====== Text shown
We forget sometimes, I think, that writing is an art. Perhaps we don’t remember that often enough because we believe we’re not artists, thinking of artists first as people who can draw or paint or sing. But to be an artist means to be artful, which means to be skilled, to do something well or make something beautiful by knowing how to do it. Being skilled, being an artist, involves knowledge, and becoming skilled begins with learning about the medium in which one wants to work.
For a writer, that medium is language, written words that combine themselves into phrases and clauses. And these three things—words, phrases, and clauses—are the elements of the art of language; they are, together, the medium, the material, that we are to shape into sentences which, strange to say, can symbolize our experiences and carry over to someone else what we have seen or heard or lived through. To symbolize, or represent, ideas in a particular medium means to express them.
The art of language, like all the arts, then, is a means of expression, and the more we know how the elements work, the better we can assure ourselves that what are writing—what we are thinking about—accords with the truth of things. Doing something well or making something beautiful is a creative act, and creation (this, too, we forget) is messy, a furious impulse, often, that cannot have effect and point, cannot mean something to someone else, unless it is given a certain recognizable shape. Knowing how the elements of language work gives us a way to purposefully shape our creative impulse; then our readers read the form and take possession of our ideas. We allow ourselves with our ideas and thoughts and beliefs to be seen; and we then, in turn, engage what others think, and so have the chance to refine our own perceptions and rethink, perhaps, our first conclusions. The old philosophical word for this was dialectics, conversational thinking, the exchange of ideas—all in the pursuit of truth, not merely self-assertion.
============
Parts of the exercise ▸
1. Answer these questions from the text on writing as an art.
(a) According to the text, what does it mean to be an artist?
(b) What three things make up the elements of the art of language?
(c) What was the old philosophical word for the exchange of ideas?
2. Carry on the text on writing as an art, starting right after its final sentence.
The rows that come next have nothing to do with the text on writing as an art.
====== Provided information
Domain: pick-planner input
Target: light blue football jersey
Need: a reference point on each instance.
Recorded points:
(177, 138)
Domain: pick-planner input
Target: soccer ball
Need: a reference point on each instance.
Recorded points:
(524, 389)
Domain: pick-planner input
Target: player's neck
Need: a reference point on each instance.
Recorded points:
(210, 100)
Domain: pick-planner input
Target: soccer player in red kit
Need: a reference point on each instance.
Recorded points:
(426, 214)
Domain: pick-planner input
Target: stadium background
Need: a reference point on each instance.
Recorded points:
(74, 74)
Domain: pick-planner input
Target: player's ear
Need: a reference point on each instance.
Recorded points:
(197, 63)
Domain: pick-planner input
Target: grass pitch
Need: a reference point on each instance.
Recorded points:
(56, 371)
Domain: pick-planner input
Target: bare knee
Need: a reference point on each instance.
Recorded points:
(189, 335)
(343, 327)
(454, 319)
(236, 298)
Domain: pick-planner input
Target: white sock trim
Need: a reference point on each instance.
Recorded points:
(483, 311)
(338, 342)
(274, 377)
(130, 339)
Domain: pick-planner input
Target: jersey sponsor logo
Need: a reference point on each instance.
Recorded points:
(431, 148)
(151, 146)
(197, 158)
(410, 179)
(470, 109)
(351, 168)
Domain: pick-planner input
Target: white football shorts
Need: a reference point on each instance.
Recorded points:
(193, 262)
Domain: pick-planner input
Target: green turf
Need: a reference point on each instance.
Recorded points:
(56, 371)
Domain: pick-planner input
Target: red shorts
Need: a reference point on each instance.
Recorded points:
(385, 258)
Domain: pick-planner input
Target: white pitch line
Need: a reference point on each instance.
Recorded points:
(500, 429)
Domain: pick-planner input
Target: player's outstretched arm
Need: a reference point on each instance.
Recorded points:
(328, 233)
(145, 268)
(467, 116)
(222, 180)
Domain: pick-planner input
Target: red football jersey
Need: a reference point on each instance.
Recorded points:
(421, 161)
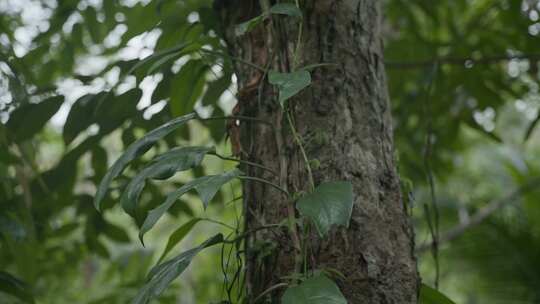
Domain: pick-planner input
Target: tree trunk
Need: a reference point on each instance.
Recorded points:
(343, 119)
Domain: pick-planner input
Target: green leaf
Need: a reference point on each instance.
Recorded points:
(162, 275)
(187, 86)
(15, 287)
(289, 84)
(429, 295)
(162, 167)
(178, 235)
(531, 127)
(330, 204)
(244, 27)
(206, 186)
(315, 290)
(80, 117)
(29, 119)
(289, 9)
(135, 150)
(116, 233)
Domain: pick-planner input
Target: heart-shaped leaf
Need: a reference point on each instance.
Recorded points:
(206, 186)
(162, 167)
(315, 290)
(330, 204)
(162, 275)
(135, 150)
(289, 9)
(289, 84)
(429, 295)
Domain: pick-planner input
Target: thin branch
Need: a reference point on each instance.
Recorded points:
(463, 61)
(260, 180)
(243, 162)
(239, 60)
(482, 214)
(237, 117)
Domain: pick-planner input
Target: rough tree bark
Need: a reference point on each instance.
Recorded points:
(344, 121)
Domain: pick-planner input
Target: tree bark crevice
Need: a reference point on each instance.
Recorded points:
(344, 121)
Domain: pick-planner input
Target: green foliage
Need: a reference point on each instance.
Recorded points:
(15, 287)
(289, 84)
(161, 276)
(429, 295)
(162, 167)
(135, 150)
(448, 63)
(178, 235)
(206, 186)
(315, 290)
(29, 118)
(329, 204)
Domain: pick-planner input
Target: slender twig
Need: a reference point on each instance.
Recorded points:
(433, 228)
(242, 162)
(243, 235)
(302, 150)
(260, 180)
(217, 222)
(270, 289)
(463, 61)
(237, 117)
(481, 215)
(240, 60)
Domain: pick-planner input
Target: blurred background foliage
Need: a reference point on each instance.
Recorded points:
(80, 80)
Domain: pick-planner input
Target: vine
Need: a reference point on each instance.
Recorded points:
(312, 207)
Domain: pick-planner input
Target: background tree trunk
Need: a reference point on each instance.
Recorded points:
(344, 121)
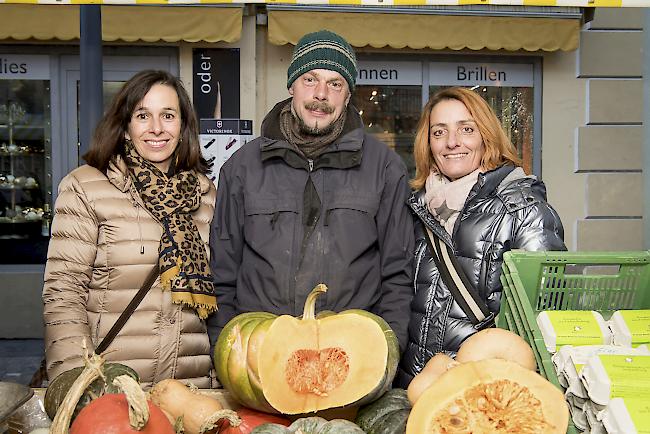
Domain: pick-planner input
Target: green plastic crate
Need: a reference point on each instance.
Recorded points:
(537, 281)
============
====== Provided information
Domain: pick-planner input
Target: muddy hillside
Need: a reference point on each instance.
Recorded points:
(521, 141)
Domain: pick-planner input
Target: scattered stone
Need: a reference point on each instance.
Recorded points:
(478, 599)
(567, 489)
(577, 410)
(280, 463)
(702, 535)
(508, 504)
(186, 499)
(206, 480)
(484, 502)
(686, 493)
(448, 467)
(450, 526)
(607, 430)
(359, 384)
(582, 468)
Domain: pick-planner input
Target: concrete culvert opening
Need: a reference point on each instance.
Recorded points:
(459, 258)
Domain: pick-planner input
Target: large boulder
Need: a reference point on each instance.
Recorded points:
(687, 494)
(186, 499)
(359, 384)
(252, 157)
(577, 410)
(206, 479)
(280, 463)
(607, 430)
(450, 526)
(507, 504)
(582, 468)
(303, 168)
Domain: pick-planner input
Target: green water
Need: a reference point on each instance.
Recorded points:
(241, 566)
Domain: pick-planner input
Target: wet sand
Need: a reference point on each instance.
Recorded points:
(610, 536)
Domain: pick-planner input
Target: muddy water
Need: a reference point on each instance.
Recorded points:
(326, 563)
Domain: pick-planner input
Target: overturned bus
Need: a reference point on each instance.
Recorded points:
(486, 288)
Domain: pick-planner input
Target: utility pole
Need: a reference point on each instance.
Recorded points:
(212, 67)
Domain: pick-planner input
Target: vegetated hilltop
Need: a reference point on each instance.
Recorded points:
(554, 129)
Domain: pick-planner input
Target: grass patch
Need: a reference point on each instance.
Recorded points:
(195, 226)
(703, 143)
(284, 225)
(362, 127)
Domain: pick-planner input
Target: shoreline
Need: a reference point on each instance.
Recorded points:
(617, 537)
============
Task results ▸
1.
(a) To be artful, which means to be skilled, to do something well or make something beautiful by knowing how to do it.
(b) Words, phrases, and clauses.
(c) Dialectics.

2.
To worry, then, about the shape of our sentences means to care that much about what we ourselves think. And this, to be sure, is the best justification for all the patient study that is needed to learn the elements of grammar and style. Grammar is the skeleton and style the flesh, and what keeps them together and accounts for their beauty is clear thinking, logic, reason. Artists undertake their skillful work in order to make sense of things, to go in search of truth. But finding what they—what we—believe to be the truth is not enough to guarantee that it is, in fact, the truth; and this is why we must put such importance on form, on the shape we give to our sentences. For then, when we embody what we think is the truth, it can be tested by someone else who is also in pursuit of the truth. We work together, in a common project to understand together and live together, well and beautifully.
Art is purposeful work skillfully executed, and we become part of that work, become artists, when we take to learning how we can work well in a certain medium. And once that knowledge is in our hands, the work has the chance to turn, at last, into pleasure, and even delight.